§ **Problem statement**:
Pull out every line in the material below that contains the word "green", and copy each one unchanged.

[Location identification entries]
########################################

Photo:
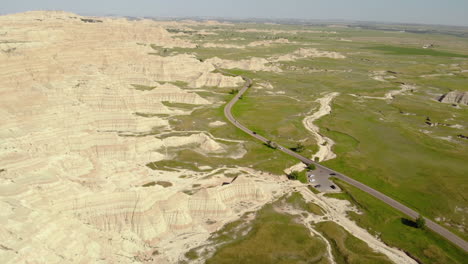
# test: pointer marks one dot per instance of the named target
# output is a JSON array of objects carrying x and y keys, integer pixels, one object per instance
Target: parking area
[{"x": 319, "y": 178}]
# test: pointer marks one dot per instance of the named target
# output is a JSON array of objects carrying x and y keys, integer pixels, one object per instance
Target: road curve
[{"x": 384, "y": 198}]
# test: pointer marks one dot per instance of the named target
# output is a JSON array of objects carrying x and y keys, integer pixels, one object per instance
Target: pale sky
[{"x": 448, "y": 12}]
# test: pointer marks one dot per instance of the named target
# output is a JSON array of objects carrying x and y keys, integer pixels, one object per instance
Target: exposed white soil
[
  {"x": 272, "y": 63},
  {"x": 391, "y": 94},
  {"x": 217, "y": 123},
  {"x": 325, "y": 144}
]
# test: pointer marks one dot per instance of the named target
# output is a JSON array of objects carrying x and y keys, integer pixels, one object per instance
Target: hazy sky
[{"x": 451, "y": 12}]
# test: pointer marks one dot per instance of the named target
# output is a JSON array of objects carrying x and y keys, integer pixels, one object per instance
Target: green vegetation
[
  {"x": 298, "y": 148},
  {"x": 298, "y": 201},
  {"x": 294, "y": 175},
  {"x": 143, "y": 87},
  {"x": 266, "y": 242},
  {"x": 395, "y": 50},
  {"x": 391, "y": 226},
  {"x": 346, "y": 248},
  {"x": 383, "y": 144}
]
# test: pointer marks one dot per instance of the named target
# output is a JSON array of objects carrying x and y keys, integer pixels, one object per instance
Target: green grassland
[
  {"x": 263, "y": 240},
  {"x": 382, "y": 220},
  {"x": 380, "y": 143},
  {"x": 267, "y": 242}
]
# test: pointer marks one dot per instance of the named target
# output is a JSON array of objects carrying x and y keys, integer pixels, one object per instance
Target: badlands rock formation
[
  {"x": 454, "y": 97},
  {"x": 271, "y": 64},
  {"x": 75, "y": 136}
]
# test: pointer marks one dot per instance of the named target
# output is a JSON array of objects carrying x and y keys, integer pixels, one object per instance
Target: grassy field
[
  {"x": 346, "y": 248},
  {"x": 384, "y": 144},
  {"x": 388, "y": 223}
]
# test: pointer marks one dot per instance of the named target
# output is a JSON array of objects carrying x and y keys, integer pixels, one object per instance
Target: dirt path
[{"x": 325, "y": 144}]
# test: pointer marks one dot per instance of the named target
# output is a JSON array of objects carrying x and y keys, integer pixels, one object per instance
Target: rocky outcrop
[{"x": 454, "y": 97}]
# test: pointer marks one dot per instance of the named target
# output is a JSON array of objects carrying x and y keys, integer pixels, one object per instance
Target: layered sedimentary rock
[{"x": 82, "y": 104}]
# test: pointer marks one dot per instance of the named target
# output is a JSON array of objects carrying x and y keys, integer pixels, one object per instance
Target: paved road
[{"x": 384, "y": 198}]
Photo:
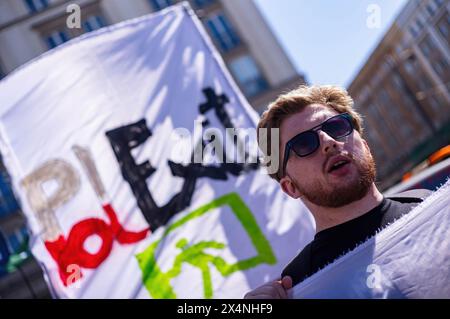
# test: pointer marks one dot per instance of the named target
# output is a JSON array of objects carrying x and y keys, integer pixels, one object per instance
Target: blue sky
[{"x": 328, "y": 40}]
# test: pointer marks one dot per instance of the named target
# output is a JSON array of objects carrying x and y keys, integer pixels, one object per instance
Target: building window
[
  {"x": 222, "y": 32},
  {"x": 440, "y": 66},
  {"x": 56, "y": 38},
  {"x": 427, "y": 46},
  {"x": 444, "y": 27},
  {"x": 161, "y": 4},
  {"x": 413, "y": 31},
  {"x": 36, "y": 5},
  {"x": 8, "y": 202},
  {"x": 439, "y": 2},
  {"x": 419, "y": 25},
  {"x": 248, "y": 75},
  {"x": 431, "y": 9},
  {"x": 203, "y": 3},
  {"x": 93, "y": 23}
]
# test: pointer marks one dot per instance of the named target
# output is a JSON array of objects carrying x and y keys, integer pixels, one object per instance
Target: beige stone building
[
  {"x": 403, "y": 90},
  {"x": 29, "y": 28},
  {"x": 255, "y": 58}
]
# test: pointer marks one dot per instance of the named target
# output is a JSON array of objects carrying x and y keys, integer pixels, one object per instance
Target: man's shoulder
[
  {"x": 299, "y": 268},
  {"x": 410, "y": 196}
]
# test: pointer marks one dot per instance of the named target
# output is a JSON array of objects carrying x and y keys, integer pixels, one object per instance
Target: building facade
[
  {"x": 252, "y": 53},
  {"x": 29, "y": 28},
  {"x": 403, "y": 90}
]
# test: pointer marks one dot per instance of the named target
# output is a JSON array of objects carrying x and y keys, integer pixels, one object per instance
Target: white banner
[
  {"x": 408, "y": 259},
  {"x": 95, "y": 135}
]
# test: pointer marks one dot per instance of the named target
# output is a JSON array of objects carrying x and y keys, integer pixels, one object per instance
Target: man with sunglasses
[{"x": 327, "y": 164}]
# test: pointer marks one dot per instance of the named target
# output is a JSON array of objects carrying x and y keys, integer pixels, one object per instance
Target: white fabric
[
  {"x": 151, "y": 68},
  {"x": 408, "y": 259}
]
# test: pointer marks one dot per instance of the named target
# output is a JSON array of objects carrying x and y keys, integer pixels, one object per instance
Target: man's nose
[{"x": 327, "y": 143}]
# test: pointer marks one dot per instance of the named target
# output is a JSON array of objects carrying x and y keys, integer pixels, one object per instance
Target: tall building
[
  {"x": 28, "y": 28},
  {"x": 252, "y": 53},
  {"x": 403, "y": 90}
]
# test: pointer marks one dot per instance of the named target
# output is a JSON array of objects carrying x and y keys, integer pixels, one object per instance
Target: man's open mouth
[{"x": 336, "y": 165}]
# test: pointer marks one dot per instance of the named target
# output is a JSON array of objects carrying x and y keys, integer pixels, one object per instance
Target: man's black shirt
[{"x": 333, "y": 242}]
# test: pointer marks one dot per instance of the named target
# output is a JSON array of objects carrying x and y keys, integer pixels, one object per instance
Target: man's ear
[
  {"x": 288, "y": 186},
  {"x": 365, "y": 143}
]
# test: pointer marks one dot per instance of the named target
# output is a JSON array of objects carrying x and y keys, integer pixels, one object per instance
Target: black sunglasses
[{"x": 308, "y": 142}]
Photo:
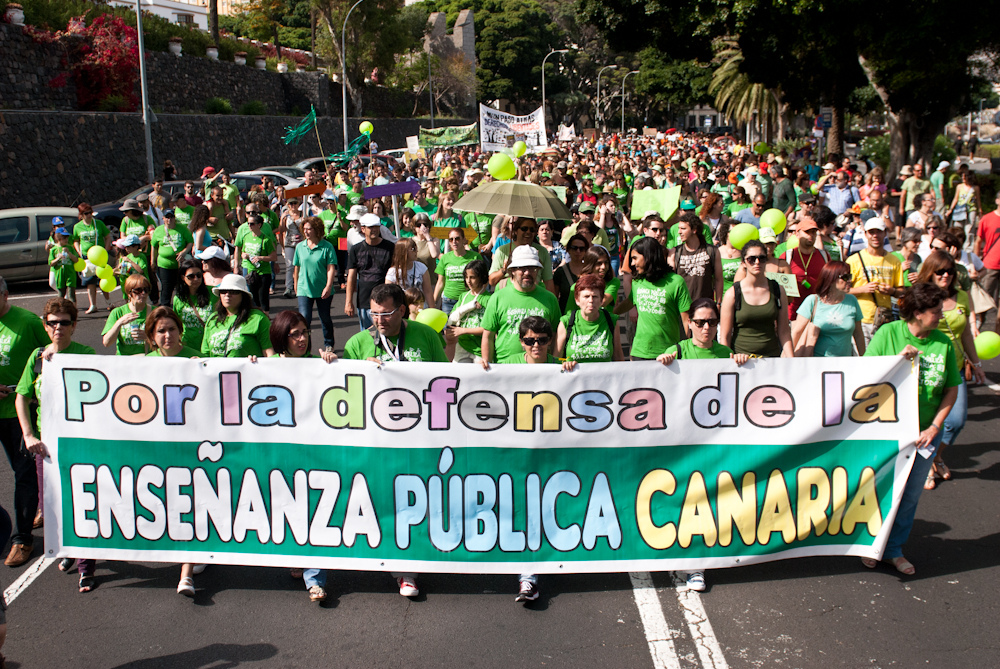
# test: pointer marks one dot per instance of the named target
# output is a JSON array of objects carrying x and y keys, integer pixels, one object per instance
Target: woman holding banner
[
  {"x": 917, "y": 333},
  {"x": 59, "y": 317}
]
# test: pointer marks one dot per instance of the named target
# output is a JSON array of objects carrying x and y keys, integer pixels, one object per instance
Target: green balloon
[
  {"x": 987, "y": 345},
  {"x": 433, "y": 318},
  {"x": 774, "y": 219},
  {"x": 501, "y": 167},
  {"x": 741, "y": 234}
]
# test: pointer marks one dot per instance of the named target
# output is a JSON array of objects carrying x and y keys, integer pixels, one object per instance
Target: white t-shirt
[{"x": 414, "y": 276}]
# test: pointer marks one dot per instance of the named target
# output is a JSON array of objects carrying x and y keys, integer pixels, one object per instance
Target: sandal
[{"x": 902, "y": 565}]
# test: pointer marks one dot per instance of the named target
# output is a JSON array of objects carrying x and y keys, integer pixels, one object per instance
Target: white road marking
[
  {"x": 658, "y": 635},
  {"x": 709, "y": 650},
  {"x": 25, "y": 579}
]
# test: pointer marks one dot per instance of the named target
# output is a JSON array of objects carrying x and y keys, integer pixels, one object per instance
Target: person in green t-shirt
[
  {"x": 236, "y": 329},
  {"x": 168, "y": 243},
  {"x": 126, "y": 324},
  {"x": 660, "y": 296},
  {"x": 464, "y": 334},
  {"x": 62, "y": 257},
  {"x": 389, "y": 338},
  {"x": 59, "y": 316},
  {"x": 920, "y": 309},
  {"x": 450, "y": 269},
  {"x": 521, "y": 298},
  {"x": 193, "y": 302},
  {"x": 591, "y": 333}
]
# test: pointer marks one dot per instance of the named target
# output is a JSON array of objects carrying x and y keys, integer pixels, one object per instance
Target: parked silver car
[{"x": 23, "y": 233}]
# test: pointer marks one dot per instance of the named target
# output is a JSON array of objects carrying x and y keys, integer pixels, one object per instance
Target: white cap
[
  {"x": 524, "y": 256},
  {"x": 232, "y": 282}
]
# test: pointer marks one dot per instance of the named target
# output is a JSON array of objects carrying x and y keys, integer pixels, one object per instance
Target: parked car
[
  {"x": 23, "y": 233},
  {"x": 108, "y": 213},
  {"x": 279, "y": 178},
  {"x": 287, "y": 170}
]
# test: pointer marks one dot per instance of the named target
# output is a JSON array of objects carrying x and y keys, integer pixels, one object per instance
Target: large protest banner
[
  {"x": 450, "y": 468},
  {"x": 451, "y": 135},
  {"x": 501, "y": 130}
]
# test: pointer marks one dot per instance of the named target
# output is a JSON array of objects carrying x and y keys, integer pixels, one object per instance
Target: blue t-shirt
[{"x": 836, "y": 324}]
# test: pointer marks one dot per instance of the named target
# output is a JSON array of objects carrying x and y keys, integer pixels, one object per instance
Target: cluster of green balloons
[
  {"x": 987, "y": 345},
  {"x": 501, "y": 166},
  {"x": 98, "y": 256},
  {"x": 433, "y": 318}
]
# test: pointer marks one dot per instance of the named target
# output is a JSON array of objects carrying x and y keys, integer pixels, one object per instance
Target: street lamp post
[
  {"x": 600, "y": 114},
  {"x": 543, "y": 77},
  {"x": 343, "y": 63},
  {"x": 623, "y": 97}
]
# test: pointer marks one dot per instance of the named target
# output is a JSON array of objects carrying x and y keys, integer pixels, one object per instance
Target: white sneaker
[
  {"x": 407, "y": 587},
  {"x": 696, "y": 581}
]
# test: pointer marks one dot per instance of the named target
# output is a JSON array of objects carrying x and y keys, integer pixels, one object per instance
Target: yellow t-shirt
[{"x": 885, "y": 269}]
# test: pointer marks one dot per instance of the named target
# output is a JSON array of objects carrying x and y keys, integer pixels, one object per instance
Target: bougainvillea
[{"x": 103, "y": 59}]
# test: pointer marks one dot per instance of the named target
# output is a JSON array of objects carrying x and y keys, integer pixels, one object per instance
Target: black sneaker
[{"x": 528, "y": 593}]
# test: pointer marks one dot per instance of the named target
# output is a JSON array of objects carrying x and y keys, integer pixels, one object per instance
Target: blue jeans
[
  {"x": 955, "y": 421},
  {"x": 364, "y": 318},
  {"x": 908, "y": 504},
  {"x": 314, "y": 577},
  {"x": 323, "y": 307}
]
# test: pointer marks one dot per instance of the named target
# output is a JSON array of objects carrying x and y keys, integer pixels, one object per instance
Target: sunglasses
[{"x": 531, "y": 341}]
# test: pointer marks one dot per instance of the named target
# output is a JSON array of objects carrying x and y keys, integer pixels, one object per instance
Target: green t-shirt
[
  {"x": 313, "y": 264},
  {"x": 253, "y": 245},
  {"x": 590, "y": 341},
  {"x": 30, "y": 383},
  {"x": 223, "y": 339},
  {"x": 194, "y": 318},
  {"x": 938, "y": 367},
  {"x": 611, "y": 288},
  {"x": 659, "y": 304},
  {"x": 452, "y": 268},
  {"x": 21, "y": 332},
  {"x": 61, "y": 259},
  {"x": 90, "y": 235},
  {"x": 131, "y": 338},
  {"x": 420, "y": 344},
  {"x": 473, "y": 319},
  {"x": 183, "y": 216},
  {"x": 168, "y": 243},
  {"x": 690, "y": 351},
  {"x": 508, "y": 307},
  {"x": 185, "y": 352}
]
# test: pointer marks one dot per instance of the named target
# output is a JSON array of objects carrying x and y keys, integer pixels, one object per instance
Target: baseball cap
[{"x": 524, "y": 256}]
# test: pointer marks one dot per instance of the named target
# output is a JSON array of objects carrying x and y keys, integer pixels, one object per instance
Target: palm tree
[{"x": 739, "y": 98}]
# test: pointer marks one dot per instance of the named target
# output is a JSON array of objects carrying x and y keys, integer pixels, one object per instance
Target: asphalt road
[{"x": 812, "y": 612}]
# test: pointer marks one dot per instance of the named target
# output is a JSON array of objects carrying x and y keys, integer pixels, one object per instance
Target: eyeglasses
[{"x": 531, "y": 341}]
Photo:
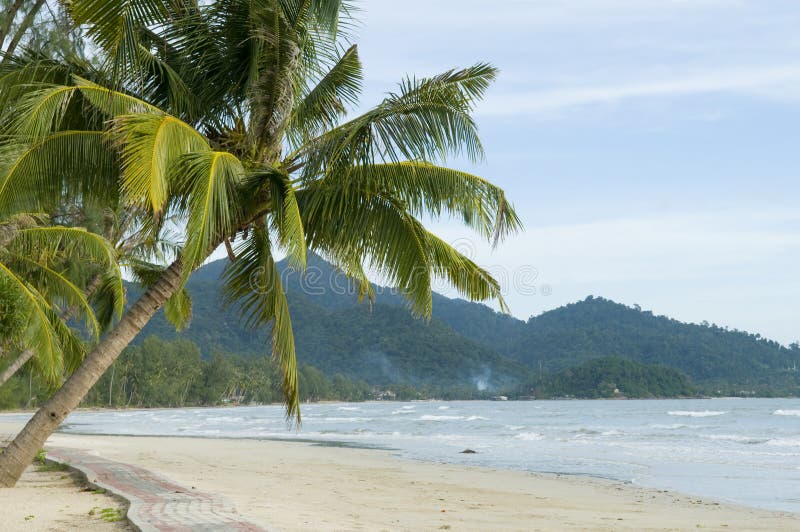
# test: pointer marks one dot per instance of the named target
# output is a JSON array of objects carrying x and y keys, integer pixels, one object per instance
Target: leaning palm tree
[
  {"x": 231, "y": 116},
  {"x": 39, "y": 282}
]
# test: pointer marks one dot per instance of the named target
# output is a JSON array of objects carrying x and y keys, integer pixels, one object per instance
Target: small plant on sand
[
  {"x": 47, "y": 467},
  {"x": 111, "y": 515}
]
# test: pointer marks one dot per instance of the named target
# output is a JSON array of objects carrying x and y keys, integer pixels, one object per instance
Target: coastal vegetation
[{"x": 228, "y": 122}]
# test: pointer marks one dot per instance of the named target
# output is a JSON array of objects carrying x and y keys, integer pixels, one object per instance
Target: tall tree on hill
[{"x": 231, "y": 116}]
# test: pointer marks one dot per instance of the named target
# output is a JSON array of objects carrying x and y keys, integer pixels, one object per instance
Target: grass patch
[
  {"x": 47, "y": 467},
  {"x": 111, "y": 515}
]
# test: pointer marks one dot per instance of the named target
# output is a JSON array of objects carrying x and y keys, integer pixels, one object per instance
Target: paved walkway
[{"x": 156, "y": 503}]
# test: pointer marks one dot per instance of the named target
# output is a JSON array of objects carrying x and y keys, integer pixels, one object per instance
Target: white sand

########################################

§ **Task output**:
Target: green vegetation
Target: green grassland
Target: green balloon
Target: person in green t-shirt
Target: cluster of green balloons
Target: green t-shirt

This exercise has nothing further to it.